- _WHAT YOU HAVE TO DO_:
The entries below should appear again in your reply, word for word.

Data excerpts
....

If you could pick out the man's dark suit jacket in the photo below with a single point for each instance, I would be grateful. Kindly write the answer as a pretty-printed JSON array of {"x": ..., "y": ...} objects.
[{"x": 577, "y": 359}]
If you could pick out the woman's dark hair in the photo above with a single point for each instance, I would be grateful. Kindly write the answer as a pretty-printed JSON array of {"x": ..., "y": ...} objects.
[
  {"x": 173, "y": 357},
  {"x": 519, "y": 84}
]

....

- _SOLUTION BELOW_:
If you could pick out the man's dark suit jacket in the photo below with a single point for each instance, I would be grateful. Kindly write the answer as a pretty-printed JSON array of {"x": ..., "y": ...} objects.
[{"x": 577, "y": 359}]
If you could pick out the woman's dark hair in the photo above with a single point for each instance, I would be grateful. Kindly write the answer as a pretty-printed JSON array of {"x": ..., "y": ...} objects.
[
  {"x": 173, "y": 357},
  {"x": 519, "y": 84}
]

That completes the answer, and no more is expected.